=== EXCERPT PROVIDED ===
January 21, 1997
Some Fed Officials Call Rate Hike Likely if Inflation Picks Up
By RICHARD W. STEVENSON
ASHINGTON -- Policy-makers at the Federal Reserve say they believe the economy is finely balanced between healthy growth and inflation, and they are almost certain to leave interest rates unchanged when they meet early next month to consider monetary policy for the first time in 1997.
But in interviews and in speeches over the last week, four Federal Reserve governors and several of the regional Federal Reserve Bank presidents suggested that despite the current ideal combination of steady growth, low unemployment and low inflation, they were likely to move swiftly to raise rates if they saw any acceleration in wages or prices later in the year.
"It's like being at the top of a mountain," Laurence H. Meyer, who was named to the Fed's board of governors by President Clinton last year, said in a speech last week. "There is an exhilaration from getting there and the view is great, but all paths are downhill."
The Fed officials outlined a series of issues that they said could influence the economy this year, from rising levels of consumer debt to the possibility of an agreement to balance the federal budget to whether reductions in health care inflation can be sustained.
And they said that reading the economy's direction was becoming more complex as old assumptions about the relationship between growth, unemployment and inflation are called into question, making policy decisions that much more difficult.
Until last year, for example, it was an article of economic faith that if unemployment remained below 6 percent for any length of time while the economy continued to grow, the inevitable result would be inflation. Instead, unemployment has remained below 5.5 percent, and while wages have been rising moderately, inflation has remained dormant.
On Wall Street, the emerging consensus is that the Fed is growing increasingly wary of rising wages, and will raise rates, perhaps as early as March, in a pre-emptive strike against inflation.
"In the absence of a full-scale retreat in demand growth in the early months of 1997, officials are likely to conclude that higher underlying inflation may be unavoidable without the insurance of tighter policy," Salomon Brothers told clients in a report Friday.
Fed Chairman Alan Greenspan, whose views on monetary policy remain decisive within the institution, is to testify Tuesday before the Senate Budget Committee.
Including Greenspan, there are seven seats on the Fed's board of governors, although two seats are currently vacant. All the governors plus five of the presidents of the regional Federal Reserve banks get a vote on monetary policy.
Fed officials offered the following analyses of the economy last week:
ALICE RIVLIN
Mrs. Rivlin, who was the White House budget chief before being named vice chairman of the Fed by Clinton last year, said there were opportunities in the tight labor markets.
"For the long-run future it's very important to keep the labor markets as tight as possible without accelerating inflation," she said in an interview. "People get more training. They get promoted into better jobs. There's an incentive to hire people who might otherwise not get hired."
=== DATA ENTRIES ===
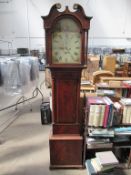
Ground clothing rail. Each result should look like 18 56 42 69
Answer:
0 87 44 111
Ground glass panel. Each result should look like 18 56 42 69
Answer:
52 18 81 64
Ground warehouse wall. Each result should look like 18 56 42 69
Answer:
0 0 131 49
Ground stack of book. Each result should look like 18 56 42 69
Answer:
96 89 115 96
86 137 113 149
85 151 119 175
87 97 113 127
120 98 131 124
88 128 114 138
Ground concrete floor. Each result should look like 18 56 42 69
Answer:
0 72 131 175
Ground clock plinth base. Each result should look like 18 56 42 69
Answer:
53 124 82 135
49 134 83 169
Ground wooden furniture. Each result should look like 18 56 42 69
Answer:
84 96 131 168
92 70 114 84
115 61 131 77
42 4 91 168
100 76 131 82
103 55 116 73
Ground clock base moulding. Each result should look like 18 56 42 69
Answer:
49 135 83 169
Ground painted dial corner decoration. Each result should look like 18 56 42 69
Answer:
52 18 81 64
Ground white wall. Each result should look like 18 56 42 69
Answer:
0 0 131 49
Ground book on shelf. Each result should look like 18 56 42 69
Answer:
120 98 131 105
96 89 115 96
88 128 114 137
103 96 113 127
119 98 131 124
87 97 106 127
91 157 115 173
122 80 131 88
114 126 131 135
95 151 119 166
87 96 113 127
86 137 113 149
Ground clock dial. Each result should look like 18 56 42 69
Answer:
52 19 81 64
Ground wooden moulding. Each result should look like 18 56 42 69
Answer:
49 135 83 169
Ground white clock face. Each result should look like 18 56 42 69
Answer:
52 18 81 64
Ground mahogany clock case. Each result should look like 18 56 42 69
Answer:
42 4 91 168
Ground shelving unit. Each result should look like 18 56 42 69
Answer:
84 95 131 168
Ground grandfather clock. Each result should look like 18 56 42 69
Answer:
42 4 91 168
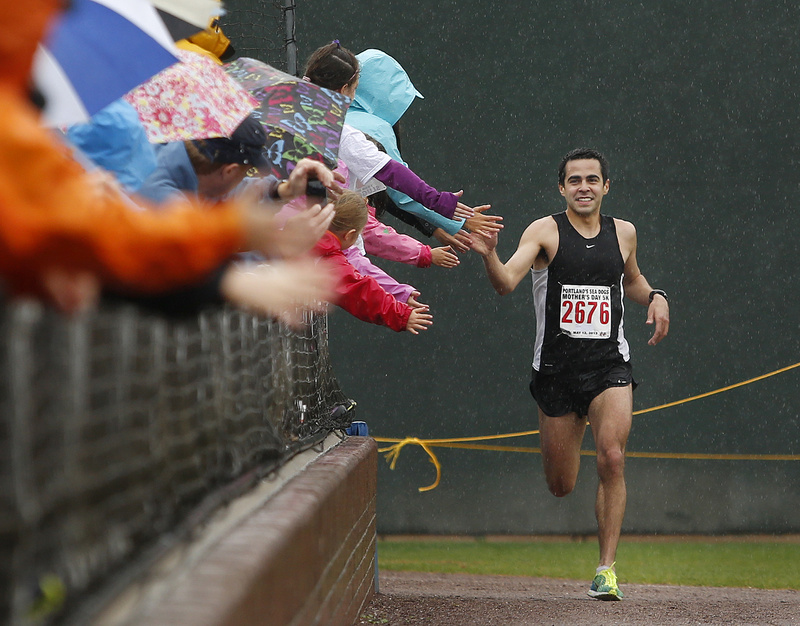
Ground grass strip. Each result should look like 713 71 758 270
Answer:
378 538 800 589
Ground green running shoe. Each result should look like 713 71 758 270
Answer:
586 563 624 600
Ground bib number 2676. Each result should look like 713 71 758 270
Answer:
561 285 611 339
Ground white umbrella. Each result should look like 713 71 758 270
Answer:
34 0 178 126
150 0 223 30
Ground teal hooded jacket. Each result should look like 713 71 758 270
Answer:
345 49 464 235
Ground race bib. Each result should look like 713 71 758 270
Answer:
561 285 611 339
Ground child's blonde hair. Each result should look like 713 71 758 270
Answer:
330 191 368 233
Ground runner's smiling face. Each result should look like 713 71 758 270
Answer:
558 159 609 216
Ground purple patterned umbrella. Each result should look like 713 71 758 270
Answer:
225 57 350 177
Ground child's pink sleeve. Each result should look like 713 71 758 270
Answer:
344 246 416 303
325 254 412 332
361 207 432 267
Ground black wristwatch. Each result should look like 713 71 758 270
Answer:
650 289 669 303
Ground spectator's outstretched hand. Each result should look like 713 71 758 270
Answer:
406 307 433 335
433 228 470 252
469 232 497 256
406 291 430 311
220 259 335 327
453 189 475 220
431 246 461 269
464 204 503 237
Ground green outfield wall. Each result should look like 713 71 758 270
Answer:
242 0 800 534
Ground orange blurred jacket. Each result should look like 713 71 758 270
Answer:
0 0 244 295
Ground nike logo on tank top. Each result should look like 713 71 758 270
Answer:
531 212 630 374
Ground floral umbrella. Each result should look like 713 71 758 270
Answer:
125 50 258 143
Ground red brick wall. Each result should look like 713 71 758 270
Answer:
141 437 377 626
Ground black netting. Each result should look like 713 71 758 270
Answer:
0 305 352 623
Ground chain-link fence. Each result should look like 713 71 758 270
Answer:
0 304 352 623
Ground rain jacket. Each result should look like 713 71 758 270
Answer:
139 141 200 204
0 0 244 296
67 100 156 191
345 50 464 235
314 231 411 332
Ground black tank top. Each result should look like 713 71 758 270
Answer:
531 213 630 374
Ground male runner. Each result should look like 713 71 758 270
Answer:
470 148 669 600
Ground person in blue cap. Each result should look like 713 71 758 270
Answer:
138 115 267 203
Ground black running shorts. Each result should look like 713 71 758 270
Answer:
530 359 637 417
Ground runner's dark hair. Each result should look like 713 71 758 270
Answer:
558 148 608 187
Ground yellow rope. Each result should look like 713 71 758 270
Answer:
375 362 800 491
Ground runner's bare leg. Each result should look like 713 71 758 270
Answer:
589 385 633 565
539 409 586 498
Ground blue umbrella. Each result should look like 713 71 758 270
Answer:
34 0 179 126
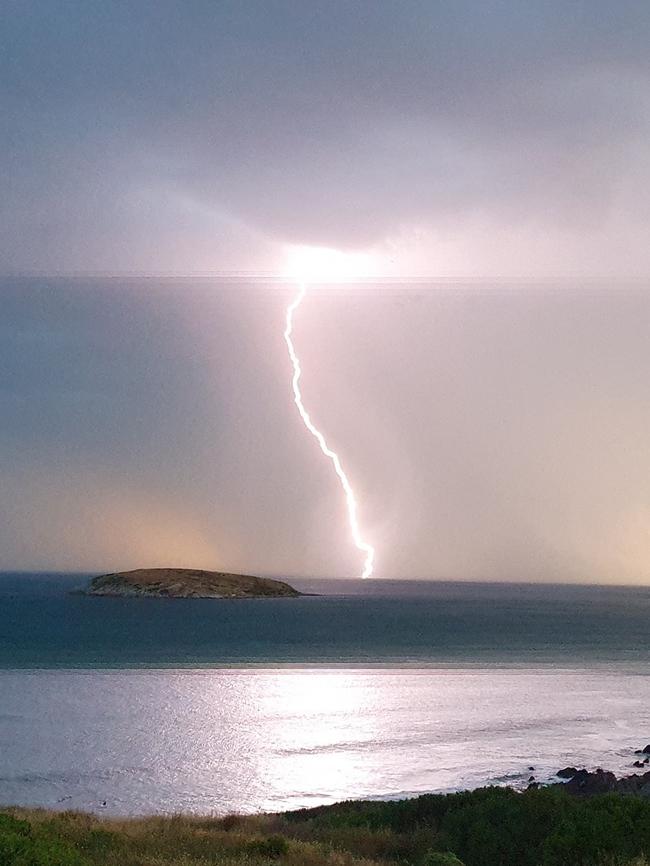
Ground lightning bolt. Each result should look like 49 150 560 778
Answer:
284 283 375 578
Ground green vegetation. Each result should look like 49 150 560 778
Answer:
0 788 650 866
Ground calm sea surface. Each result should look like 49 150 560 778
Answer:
0 575 650 814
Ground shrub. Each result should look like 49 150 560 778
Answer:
424 851 464 866
0 814 86 866
248 836 289 860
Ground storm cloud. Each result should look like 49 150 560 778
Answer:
0 0 650 277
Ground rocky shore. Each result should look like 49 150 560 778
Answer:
85 568 302 598
528 744 650 798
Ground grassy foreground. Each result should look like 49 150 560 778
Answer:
0 788 650 866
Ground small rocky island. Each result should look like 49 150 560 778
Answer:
85 568 302 598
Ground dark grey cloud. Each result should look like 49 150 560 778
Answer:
0 0 650 274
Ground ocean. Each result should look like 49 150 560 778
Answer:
0 574 650 815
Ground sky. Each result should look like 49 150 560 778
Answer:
0 0 650 583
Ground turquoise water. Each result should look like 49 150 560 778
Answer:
0 574 650 669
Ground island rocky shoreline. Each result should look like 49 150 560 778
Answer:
527 744 650 798
82 568 302 599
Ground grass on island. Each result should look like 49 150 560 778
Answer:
0 788 650 866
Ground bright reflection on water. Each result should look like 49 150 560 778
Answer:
0 669 650 813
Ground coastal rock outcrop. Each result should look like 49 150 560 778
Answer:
86 568 302 598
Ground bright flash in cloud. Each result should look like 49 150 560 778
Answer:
284 247 375 578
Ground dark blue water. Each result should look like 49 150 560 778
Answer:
0 574 650 669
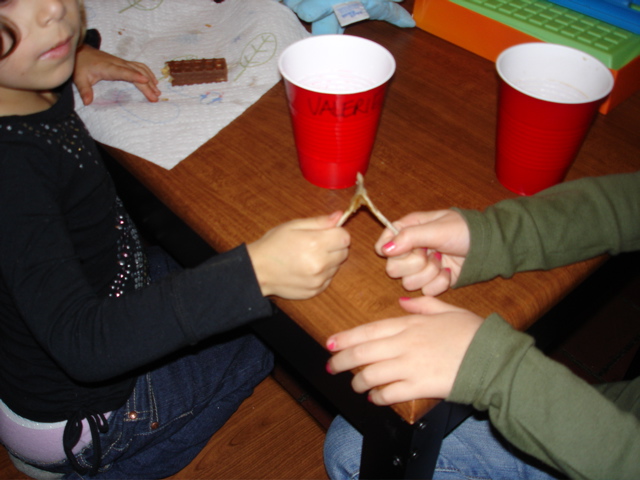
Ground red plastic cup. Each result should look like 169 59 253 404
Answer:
496 43 613 195
278 35 396 188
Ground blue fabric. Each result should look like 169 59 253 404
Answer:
284 0 416 35
30 249 273 480
324 416 562 480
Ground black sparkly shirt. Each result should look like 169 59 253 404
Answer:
0 84 271 422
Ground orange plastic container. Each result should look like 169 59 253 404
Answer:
413 0 640 114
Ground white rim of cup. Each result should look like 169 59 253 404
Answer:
===
# DIRECTIVES:
- 1) Transcribe the passage of the Federal Reserve article that begins with the words containing "January 21, 1997" and ends with "time in 1997.".
- 2) According to the Federal Reserve article, what post did Alice Rivlin hold before she was named vice chairman of the Fed?

# SOLUTIONS PER TASK:
- 1)
January 21, 1997
Some Fed Officials Call Rate Hike Likely if Inflation Picks Up
By RICHARD W. STEVENSON
ASHINGTON -- Policy-makers at the Federal Reserve say they believe the economy is finely balanced between healthy growth and inflation, and they are almost certain to leave interest rates unchanged when they meet early next month to consider monetary policy for the first time in 1997.

- 2) White House budget chief